Entries from a point annotation set
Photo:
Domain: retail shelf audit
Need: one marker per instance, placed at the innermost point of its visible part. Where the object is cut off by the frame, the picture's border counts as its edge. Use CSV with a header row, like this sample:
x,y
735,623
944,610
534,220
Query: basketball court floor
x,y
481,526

Direction:
Print every one of the lines above again, unchanged.

Full output:
Photo:
Domain: retail shelf audit
Need: one marker per instance, placed at the innermost point of its visible part. Where the object is cut off by the frame, the picture's border counts as its edge. Use CSV with a header row, like this sample:
x,y
735,623
944,610
534,220
Query: basketball court floor
x,y
481,526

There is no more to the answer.